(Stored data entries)
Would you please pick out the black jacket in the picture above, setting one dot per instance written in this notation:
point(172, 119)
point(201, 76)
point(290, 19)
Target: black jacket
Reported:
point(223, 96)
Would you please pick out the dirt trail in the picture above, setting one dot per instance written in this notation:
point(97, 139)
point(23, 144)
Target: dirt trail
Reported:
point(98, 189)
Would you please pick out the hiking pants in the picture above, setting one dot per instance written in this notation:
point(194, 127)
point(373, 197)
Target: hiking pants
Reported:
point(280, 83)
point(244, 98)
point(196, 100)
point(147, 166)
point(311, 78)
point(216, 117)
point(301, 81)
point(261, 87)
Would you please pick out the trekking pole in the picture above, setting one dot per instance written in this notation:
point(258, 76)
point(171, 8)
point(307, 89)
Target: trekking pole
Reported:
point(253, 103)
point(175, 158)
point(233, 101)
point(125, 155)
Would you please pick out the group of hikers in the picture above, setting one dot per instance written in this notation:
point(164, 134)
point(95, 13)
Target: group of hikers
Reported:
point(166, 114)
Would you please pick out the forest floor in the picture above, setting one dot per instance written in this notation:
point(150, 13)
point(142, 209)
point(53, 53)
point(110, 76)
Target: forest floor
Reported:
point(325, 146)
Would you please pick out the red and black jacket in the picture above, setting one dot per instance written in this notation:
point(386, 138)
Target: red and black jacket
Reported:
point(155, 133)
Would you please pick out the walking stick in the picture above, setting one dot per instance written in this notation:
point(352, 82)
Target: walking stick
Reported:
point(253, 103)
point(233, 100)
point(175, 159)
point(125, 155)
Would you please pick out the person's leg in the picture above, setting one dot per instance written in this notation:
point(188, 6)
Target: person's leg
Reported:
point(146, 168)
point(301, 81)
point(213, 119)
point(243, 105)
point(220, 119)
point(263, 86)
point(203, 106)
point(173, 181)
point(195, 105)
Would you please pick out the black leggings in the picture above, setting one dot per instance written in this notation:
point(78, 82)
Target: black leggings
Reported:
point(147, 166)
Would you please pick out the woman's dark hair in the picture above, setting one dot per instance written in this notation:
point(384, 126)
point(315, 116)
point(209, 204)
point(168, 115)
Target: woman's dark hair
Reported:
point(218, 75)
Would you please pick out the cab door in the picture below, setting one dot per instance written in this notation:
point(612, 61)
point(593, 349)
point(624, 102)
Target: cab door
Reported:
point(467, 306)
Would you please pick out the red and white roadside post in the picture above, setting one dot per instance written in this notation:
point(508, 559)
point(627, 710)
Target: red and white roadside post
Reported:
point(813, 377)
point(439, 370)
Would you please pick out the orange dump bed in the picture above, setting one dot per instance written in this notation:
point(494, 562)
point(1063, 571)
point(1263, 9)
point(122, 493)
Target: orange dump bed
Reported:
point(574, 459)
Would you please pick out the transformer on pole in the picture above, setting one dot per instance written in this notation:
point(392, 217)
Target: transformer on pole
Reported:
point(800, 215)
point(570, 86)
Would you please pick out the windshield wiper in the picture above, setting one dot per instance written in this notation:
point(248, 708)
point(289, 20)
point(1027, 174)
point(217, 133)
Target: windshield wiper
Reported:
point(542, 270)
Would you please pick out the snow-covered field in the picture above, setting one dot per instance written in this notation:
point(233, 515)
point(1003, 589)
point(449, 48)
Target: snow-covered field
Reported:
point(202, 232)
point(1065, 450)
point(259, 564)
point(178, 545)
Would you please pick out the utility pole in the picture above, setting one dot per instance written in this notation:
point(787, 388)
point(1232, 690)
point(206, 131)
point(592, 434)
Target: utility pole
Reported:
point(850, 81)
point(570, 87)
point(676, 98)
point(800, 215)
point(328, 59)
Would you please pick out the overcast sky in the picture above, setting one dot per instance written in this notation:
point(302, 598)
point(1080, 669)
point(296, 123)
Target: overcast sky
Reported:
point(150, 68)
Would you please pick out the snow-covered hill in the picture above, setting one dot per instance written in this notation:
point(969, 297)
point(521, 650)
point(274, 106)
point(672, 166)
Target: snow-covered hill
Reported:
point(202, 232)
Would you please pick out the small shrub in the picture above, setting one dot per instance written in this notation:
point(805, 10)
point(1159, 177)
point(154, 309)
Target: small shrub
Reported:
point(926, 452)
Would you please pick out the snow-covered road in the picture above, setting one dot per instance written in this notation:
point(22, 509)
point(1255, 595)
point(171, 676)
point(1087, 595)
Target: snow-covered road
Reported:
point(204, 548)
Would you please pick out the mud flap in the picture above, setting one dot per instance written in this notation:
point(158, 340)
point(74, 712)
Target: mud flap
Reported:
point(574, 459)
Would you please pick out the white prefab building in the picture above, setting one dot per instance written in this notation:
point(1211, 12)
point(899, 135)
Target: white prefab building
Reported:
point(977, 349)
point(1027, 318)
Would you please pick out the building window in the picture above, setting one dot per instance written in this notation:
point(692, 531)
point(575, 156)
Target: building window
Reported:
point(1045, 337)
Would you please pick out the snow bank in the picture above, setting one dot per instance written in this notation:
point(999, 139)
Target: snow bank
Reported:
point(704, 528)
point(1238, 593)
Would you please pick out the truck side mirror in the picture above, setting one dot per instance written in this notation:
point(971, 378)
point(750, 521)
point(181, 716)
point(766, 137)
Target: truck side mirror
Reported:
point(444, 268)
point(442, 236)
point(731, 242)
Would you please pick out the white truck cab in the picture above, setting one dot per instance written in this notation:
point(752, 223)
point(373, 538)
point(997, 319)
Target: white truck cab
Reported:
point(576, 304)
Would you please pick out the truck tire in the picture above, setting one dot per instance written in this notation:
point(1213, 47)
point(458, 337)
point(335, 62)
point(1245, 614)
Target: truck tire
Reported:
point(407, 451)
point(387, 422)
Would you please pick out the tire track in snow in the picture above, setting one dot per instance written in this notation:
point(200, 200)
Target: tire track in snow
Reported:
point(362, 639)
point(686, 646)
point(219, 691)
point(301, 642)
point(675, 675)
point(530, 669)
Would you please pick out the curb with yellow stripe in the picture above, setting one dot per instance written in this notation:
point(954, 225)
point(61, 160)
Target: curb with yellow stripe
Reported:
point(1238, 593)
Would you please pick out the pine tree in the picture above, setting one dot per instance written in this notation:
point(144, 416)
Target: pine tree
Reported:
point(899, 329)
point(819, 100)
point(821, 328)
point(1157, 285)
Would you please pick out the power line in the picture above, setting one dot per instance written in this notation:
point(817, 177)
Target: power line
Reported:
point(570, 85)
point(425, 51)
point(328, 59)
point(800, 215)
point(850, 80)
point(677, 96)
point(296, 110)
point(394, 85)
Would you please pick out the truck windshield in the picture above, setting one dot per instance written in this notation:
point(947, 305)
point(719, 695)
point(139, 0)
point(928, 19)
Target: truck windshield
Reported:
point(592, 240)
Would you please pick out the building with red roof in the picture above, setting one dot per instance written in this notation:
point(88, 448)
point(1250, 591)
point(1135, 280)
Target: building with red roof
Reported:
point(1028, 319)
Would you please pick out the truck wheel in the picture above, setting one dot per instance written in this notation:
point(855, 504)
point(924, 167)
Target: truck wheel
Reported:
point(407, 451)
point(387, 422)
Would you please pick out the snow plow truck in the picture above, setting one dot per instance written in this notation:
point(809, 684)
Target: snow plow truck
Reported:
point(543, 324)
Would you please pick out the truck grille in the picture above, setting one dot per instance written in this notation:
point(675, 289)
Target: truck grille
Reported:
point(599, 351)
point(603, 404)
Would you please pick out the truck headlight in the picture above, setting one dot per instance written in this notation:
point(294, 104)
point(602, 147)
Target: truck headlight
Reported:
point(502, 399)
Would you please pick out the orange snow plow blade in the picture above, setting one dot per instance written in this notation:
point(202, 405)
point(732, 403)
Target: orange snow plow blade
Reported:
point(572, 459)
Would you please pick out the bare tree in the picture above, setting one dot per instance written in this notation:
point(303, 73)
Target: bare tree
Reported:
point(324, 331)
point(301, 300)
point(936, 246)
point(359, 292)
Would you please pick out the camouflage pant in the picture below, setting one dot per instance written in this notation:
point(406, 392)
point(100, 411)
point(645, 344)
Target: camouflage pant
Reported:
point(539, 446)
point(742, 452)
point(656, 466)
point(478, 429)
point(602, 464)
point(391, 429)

_REQUIRED WORK_. Please retype the records above exactly, from their first line through the line containing "point(155, 133)", both included.

_ANSWER IN FULL_.
Would you please pick out the black jacket in the picture above, setting one dot per instance written in this notation:
point(172, 119)
point(201, 76)
point(290, 19)
Target: black jacket
Reported:
point(223, 96)
Would you please pick out the dirt trail in the picture above, setting one dot per instance written in this notation:
point(97, 139)
point(23, 144)
Target: dirt trail
Reported:
point(98, 189)
Would you please pick out the hiking pants in the picture above, setting one dot per instance written in this notation:
point(194, 127)
point(373, 197)
Target: hiking pants
Reported:
point(280, 83)
point(244, 98)
point(196, 100)
point(147, 166)
point(311, 78)
point(216, 117)
point(301, 81)
point(261, 87)
Would you please pick out the trekking pole in the picture above, setting one dot per instance written in this notation:
point(258, 76)
point(171, 8)
point(307, 89)
Target: trekking pole
Reported:
point(253, 103)
point(175, 158)
point(233, 101)
point(125, 155)
Would you please pick out the group of hikers in the picture above, setting one dot per instance written in this notation:
point(164, 134)
point(95, 13)
Target: group of hikers
Reported:
point(166, 114)
Would you please pick out the forest floor in the picture above, setting one dot per instance written in this notation:
point(150, 13)
point(142, 209)
point(53, 53)
point(110, 76)
Target: forest floor
Reported:
point(325, 146)
Would you please pick out the red and black jacket in the picture above, setting one dot per instance written in this notation:
point(386, 138)
Target: red and black jacket
Reported:
point(155, 133)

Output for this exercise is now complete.